Task material:
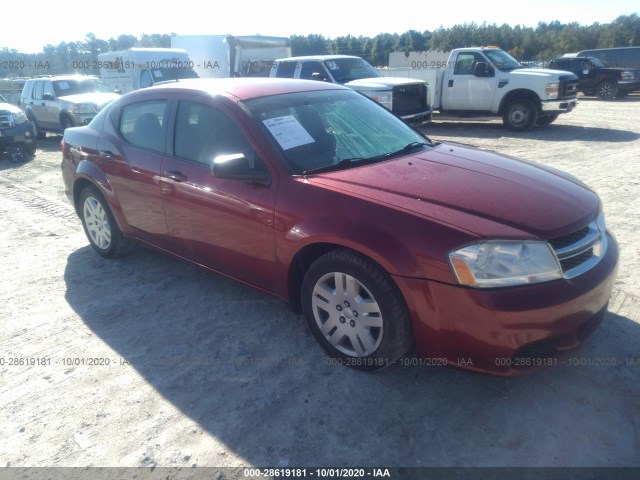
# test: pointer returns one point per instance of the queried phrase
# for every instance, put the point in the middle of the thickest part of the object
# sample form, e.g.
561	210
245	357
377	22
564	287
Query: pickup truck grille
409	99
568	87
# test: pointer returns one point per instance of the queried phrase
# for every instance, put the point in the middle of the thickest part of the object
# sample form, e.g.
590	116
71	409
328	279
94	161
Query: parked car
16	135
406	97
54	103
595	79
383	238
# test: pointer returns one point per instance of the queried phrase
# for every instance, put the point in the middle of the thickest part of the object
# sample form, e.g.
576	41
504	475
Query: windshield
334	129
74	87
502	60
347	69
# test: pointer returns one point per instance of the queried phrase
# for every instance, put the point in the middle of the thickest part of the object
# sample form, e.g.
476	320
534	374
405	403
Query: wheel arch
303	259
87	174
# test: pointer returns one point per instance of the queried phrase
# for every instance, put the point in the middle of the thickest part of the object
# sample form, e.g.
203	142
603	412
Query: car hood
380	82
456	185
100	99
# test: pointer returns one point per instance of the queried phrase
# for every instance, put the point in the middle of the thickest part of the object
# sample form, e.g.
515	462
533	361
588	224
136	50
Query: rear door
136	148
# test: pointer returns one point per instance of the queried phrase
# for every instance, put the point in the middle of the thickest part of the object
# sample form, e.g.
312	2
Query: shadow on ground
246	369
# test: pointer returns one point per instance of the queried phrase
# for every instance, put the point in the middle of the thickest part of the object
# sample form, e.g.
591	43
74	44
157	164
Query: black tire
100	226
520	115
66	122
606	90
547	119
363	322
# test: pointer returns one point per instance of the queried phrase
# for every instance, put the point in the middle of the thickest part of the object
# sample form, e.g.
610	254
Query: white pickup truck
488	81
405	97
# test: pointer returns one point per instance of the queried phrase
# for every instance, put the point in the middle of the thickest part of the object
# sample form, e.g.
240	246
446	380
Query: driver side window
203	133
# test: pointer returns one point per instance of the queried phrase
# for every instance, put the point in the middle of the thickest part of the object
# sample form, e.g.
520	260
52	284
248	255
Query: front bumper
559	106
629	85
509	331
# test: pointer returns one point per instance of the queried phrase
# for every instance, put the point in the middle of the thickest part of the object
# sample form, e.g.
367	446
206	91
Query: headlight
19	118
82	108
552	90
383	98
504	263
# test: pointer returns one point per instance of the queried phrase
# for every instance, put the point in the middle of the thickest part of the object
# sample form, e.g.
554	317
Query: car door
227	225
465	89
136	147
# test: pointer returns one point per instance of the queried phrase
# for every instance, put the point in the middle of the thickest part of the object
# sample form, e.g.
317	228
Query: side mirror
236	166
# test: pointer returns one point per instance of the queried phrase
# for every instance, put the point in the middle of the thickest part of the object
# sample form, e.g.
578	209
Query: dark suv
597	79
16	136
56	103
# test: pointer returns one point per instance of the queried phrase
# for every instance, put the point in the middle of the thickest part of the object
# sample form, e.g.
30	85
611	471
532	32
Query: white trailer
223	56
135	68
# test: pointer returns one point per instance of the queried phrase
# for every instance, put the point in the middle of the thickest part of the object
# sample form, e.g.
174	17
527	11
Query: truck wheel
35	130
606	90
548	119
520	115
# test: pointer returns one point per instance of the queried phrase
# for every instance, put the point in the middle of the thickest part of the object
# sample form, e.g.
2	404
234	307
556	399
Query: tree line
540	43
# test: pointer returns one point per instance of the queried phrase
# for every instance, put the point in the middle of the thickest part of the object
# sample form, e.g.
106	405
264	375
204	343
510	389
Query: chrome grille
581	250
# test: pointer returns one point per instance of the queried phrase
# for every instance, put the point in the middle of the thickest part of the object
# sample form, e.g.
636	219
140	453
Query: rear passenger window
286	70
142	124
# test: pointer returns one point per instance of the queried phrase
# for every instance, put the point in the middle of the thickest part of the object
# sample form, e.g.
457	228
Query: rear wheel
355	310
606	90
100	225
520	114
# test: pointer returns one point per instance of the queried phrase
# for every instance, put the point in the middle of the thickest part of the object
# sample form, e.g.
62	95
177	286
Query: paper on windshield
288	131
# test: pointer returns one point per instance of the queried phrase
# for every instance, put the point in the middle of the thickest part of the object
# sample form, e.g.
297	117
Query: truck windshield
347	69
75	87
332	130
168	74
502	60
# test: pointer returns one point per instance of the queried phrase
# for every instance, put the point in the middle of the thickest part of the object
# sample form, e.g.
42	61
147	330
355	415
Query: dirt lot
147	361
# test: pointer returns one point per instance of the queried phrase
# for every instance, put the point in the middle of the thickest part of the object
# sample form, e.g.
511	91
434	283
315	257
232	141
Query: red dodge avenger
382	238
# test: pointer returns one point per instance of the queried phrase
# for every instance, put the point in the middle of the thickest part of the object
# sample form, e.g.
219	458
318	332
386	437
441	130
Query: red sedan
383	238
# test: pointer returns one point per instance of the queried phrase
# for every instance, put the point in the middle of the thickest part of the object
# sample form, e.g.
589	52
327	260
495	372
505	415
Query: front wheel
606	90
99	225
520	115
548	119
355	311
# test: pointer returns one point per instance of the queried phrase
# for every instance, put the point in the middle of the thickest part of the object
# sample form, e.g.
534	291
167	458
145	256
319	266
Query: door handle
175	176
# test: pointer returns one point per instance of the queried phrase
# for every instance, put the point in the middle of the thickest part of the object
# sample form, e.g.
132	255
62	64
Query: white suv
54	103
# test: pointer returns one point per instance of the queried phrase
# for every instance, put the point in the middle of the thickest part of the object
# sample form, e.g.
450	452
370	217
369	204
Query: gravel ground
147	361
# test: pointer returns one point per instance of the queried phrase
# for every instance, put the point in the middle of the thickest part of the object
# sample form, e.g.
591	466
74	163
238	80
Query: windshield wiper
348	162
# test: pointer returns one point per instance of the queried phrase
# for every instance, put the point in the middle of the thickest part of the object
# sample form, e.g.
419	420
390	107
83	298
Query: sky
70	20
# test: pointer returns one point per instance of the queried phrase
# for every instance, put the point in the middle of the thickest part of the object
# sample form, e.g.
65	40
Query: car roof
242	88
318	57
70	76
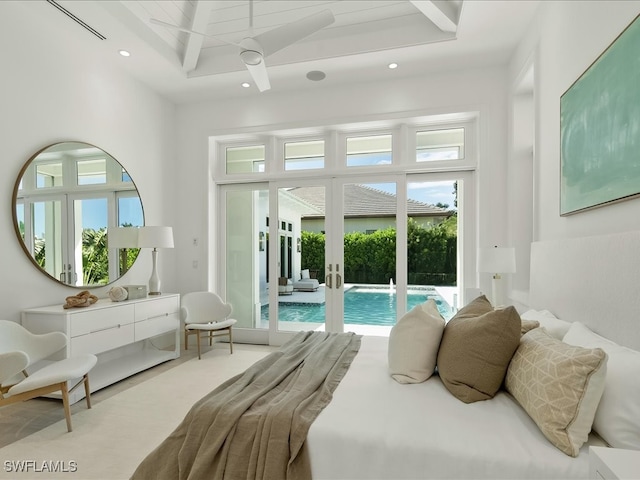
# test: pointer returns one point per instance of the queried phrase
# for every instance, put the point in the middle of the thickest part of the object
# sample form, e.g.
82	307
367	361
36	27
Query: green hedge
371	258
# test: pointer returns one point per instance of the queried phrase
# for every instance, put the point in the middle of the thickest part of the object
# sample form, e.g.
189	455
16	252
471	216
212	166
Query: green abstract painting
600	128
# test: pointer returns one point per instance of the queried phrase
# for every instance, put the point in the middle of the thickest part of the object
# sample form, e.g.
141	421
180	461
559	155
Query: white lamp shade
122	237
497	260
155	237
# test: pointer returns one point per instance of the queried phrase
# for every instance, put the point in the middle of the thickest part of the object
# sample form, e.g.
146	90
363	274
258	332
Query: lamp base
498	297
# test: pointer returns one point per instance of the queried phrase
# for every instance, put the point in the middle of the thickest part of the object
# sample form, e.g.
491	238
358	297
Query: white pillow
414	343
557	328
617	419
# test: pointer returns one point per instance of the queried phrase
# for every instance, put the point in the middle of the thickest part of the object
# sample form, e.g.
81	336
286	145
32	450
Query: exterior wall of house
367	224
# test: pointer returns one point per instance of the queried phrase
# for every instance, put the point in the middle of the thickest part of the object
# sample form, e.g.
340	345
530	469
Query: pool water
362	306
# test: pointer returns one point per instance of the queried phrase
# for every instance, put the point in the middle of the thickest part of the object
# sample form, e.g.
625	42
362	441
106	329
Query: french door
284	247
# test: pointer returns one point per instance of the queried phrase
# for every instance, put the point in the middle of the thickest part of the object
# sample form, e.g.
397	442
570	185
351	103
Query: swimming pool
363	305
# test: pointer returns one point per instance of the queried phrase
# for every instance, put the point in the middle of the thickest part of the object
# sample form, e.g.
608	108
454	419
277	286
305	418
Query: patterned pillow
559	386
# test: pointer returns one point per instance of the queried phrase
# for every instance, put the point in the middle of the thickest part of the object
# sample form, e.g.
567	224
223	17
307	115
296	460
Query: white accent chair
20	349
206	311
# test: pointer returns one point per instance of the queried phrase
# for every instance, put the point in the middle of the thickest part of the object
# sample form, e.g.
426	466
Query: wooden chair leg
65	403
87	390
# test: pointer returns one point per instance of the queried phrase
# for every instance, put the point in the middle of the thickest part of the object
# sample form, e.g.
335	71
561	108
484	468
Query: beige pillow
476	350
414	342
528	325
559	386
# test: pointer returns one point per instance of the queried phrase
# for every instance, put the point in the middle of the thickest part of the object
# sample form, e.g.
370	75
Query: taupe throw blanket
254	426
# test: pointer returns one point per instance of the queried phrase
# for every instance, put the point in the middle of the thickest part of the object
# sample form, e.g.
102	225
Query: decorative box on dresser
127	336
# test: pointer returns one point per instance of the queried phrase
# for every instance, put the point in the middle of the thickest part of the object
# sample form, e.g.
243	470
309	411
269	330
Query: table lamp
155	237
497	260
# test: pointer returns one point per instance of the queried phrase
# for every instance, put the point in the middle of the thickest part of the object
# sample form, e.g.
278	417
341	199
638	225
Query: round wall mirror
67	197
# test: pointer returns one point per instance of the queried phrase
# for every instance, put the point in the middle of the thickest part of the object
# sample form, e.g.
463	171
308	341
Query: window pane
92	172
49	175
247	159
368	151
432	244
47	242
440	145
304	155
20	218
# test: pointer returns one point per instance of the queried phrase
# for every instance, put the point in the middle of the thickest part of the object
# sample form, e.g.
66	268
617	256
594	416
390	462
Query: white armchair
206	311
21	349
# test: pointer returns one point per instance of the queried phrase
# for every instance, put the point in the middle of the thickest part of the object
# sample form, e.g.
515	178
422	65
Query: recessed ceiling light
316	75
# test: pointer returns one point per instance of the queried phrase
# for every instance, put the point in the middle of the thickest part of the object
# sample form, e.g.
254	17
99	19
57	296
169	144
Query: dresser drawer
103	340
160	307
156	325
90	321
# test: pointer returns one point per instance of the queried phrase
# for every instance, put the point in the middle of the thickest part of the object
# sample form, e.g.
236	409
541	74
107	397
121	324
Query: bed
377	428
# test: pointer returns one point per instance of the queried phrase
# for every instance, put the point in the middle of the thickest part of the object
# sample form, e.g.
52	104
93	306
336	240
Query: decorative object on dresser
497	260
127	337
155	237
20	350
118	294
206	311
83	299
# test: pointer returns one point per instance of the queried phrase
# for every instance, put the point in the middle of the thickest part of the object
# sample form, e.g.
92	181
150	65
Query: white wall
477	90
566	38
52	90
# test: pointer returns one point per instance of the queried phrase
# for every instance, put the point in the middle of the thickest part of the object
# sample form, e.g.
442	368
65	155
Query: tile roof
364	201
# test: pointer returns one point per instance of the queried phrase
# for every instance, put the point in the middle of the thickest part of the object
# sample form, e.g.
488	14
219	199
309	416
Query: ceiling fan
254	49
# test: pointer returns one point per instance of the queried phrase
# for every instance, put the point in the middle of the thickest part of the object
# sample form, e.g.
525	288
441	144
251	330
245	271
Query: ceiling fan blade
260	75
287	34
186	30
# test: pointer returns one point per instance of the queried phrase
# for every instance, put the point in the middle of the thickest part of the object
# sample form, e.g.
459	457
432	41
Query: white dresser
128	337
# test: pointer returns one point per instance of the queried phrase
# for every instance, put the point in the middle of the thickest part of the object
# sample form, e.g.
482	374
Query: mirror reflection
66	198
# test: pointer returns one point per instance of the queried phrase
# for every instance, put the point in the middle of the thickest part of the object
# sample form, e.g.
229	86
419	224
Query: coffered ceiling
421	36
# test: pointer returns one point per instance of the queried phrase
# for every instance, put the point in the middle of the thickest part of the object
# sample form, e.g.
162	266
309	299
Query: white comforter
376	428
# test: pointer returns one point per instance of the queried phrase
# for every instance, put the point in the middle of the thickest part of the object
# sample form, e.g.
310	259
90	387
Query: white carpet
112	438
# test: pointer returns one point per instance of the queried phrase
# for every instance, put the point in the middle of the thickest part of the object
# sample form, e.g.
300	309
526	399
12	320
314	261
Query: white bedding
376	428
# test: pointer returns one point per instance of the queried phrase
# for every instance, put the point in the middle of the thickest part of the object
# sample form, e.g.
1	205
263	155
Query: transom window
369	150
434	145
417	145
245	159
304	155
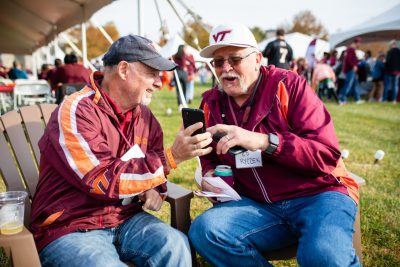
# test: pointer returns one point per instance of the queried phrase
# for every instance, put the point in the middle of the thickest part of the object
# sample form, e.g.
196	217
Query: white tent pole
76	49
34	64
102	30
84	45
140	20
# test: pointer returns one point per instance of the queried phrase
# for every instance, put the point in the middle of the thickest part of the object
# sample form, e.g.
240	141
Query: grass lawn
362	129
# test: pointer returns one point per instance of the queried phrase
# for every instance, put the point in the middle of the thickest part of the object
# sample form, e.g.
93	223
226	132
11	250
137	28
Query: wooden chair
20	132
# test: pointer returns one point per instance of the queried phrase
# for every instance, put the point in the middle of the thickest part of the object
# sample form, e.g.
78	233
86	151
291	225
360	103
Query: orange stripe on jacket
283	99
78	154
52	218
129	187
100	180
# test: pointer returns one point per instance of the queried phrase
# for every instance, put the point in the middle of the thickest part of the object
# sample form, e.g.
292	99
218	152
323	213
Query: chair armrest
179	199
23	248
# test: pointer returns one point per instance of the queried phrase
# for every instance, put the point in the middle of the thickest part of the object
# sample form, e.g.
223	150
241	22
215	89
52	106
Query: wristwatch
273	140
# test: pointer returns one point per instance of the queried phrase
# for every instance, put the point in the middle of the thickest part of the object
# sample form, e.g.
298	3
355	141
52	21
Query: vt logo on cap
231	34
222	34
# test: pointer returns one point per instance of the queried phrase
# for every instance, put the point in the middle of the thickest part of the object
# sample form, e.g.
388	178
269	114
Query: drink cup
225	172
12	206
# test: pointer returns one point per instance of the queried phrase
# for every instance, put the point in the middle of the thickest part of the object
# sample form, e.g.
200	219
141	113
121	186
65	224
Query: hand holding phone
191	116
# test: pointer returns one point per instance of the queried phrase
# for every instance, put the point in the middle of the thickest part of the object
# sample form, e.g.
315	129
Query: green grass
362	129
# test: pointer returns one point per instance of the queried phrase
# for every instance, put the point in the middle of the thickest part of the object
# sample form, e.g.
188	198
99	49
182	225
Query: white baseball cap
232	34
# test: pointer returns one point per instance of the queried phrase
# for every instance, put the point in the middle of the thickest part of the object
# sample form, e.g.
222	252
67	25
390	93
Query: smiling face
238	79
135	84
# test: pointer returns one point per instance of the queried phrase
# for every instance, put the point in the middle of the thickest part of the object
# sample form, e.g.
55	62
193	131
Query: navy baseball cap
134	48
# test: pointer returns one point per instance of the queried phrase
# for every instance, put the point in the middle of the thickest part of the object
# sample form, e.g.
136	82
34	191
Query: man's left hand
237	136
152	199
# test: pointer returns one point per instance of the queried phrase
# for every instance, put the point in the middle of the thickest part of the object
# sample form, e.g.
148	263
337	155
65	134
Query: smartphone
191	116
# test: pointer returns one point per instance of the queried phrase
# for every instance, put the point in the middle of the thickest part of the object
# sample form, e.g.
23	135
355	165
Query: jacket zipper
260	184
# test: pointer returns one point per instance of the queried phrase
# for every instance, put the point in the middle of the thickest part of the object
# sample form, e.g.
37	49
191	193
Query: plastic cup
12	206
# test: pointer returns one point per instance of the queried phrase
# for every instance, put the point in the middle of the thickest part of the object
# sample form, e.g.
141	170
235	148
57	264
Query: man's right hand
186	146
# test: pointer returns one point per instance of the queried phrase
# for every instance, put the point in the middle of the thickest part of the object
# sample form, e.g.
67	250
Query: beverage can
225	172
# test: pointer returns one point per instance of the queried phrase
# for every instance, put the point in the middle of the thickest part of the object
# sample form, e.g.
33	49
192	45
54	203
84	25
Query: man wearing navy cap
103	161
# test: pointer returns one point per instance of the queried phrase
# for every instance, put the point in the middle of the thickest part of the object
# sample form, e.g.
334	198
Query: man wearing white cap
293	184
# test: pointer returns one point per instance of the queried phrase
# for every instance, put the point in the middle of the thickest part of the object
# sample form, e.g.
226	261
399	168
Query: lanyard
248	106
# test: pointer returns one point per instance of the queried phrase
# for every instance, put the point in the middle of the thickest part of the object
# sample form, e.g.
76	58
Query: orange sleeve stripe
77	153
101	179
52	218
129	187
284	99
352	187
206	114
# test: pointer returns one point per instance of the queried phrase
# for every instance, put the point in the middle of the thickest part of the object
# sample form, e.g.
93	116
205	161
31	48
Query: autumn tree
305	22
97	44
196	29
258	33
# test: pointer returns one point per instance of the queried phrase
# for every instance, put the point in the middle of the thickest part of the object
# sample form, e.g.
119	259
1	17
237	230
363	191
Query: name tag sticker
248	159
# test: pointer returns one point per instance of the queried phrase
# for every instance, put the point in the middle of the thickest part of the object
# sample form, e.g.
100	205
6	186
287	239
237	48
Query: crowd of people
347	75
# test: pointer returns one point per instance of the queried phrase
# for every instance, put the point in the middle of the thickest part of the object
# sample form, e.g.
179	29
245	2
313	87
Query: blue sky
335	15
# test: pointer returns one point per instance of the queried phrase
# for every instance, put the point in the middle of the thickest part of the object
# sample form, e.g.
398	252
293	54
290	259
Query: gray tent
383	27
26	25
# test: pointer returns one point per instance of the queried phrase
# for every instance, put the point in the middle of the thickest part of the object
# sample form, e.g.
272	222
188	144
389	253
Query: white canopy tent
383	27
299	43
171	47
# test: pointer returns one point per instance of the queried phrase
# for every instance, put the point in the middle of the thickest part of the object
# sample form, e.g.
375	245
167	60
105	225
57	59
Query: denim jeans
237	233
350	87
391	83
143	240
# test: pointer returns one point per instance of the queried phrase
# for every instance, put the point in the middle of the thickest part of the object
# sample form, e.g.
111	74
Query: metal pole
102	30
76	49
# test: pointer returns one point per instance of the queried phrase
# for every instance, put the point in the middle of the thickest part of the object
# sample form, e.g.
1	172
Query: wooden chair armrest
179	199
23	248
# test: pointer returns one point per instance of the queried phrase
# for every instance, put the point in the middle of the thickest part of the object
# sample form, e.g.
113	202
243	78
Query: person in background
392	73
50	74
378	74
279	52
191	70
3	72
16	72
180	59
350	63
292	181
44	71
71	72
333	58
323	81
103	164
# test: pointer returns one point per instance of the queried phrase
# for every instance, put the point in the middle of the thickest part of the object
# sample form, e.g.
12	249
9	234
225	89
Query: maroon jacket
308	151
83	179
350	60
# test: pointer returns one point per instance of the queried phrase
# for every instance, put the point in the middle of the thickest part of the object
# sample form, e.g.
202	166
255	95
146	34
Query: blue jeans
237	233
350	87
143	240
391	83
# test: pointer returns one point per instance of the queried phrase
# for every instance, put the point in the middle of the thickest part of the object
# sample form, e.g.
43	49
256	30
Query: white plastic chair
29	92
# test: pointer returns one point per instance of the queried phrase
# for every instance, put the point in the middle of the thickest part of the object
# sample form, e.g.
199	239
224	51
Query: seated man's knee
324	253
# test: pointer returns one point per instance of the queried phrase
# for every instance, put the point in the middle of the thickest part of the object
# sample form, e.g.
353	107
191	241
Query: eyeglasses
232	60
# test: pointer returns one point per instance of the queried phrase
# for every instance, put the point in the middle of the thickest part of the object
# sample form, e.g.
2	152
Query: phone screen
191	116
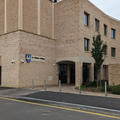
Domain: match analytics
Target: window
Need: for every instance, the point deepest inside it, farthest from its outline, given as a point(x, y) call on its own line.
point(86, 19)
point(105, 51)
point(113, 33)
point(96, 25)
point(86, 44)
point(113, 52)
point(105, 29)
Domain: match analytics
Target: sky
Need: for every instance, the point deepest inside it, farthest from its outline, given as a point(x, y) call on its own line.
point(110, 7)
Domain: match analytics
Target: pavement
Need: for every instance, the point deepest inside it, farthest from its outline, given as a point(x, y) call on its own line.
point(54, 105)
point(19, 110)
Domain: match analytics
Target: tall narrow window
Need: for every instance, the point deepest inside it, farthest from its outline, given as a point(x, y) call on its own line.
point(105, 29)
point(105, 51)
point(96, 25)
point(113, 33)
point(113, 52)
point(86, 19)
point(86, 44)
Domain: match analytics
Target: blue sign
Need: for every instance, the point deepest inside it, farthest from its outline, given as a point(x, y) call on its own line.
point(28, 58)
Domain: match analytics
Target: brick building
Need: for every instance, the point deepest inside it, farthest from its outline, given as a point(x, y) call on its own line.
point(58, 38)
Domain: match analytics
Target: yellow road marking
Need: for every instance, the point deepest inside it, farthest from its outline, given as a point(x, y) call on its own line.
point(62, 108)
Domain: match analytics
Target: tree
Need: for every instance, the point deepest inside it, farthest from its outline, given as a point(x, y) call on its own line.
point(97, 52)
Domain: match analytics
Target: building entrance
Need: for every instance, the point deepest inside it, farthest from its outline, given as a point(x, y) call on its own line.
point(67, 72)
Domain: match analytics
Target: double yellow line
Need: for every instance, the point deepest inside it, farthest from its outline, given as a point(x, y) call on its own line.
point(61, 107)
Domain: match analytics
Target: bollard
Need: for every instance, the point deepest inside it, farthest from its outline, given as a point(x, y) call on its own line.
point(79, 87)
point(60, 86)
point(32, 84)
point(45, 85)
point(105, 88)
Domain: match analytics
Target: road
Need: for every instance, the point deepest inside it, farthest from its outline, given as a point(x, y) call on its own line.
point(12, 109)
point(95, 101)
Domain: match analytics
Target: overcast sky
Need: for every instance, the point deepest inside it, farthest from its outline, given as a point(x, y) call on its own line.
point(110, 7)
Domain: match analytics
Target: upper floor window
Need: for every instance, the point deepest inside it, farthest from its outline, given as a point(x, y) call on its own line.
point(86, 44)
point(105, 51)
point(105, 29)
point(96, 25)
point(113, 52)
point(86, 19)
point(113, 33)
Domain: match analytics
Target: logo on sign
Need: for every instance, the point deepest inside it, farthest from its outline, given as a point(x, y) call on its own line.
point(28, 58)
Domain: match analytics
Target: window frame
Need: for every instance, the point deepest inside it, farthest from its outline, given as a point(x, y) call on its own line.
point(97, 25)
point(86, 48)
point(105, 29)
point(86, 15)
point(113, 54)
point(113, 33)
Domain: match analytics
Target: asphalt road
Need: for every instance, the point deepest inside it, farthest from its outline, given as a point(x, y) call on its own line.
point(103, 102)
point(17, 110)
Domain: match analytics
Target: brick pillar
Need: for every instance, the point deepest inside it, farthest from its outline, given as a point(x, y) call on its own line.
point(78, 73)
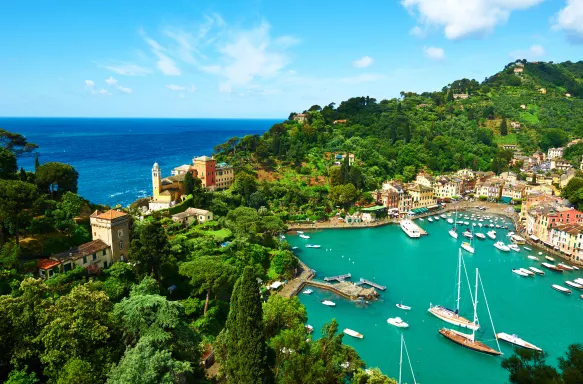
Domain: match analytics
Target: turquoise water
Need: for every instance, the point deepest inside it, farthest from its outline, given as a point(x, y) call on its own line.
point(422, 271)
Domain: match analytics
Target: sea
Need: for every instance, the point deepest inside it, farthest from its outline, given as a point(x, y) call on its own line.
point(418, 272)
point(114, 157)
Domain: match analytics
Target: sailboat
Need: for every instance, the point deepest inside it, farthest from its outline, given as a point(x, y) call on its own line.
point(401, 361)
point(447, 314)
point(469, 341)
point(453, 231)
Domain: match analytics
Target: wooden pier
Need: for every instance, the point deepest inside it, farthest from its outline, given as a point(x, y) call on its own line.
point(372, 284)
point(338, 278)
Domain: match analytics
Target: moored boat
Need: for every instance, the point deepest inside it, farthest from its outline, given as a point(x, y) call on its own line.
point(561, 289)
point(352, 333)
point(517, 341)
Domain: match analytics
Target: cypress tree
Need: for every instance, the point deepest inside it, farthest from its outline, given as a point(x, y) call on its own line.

Exercise objective: Locate every line above that contains the word "wheel", and copy each of those lines in full. Case counts when matching.

Exercise output:
Query: wheel arch
Query: truck wheel
Query: rear wheel
Query: front wheel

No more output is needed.